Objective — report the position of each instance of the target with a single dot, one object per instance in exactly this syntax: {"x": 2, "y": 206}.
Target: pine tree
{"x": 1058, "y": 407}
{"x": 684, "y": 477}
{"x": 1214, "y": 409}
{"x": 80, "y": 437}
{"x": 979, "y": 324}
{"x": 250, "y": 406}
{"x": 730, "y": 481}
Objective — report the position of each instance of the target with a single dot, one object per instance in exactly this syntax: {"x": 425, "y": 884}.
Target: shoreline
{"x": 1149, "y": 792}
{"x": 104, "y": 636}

[ABOUT THIS TASK]: An exact copy of the listing above is what is wanted.

[RESULT OF THIS TASK]:
Objective — report the position of each instance of the target with a single dot, one object per instance in exactly this syntax: {"x": 2, "y": 206}.
Target: pine tree
{"x": 1058, "y": 407}
{"x": 684, "y": 477}
{"x": 1214, "y": 409}
{"x": 80, "y": 437}
{"x": 979, "y": 324}
{"x": 250, "y": 406}
{"x": 730, "y": 481}
Objective — report the position of each instance of the target with a single dot, one object per instance in exactly this syntax: {"x": 425, "y": 884}.
Target: shoreline
{"x": 1149, "y": 792}
{"x": 104, "y": 636}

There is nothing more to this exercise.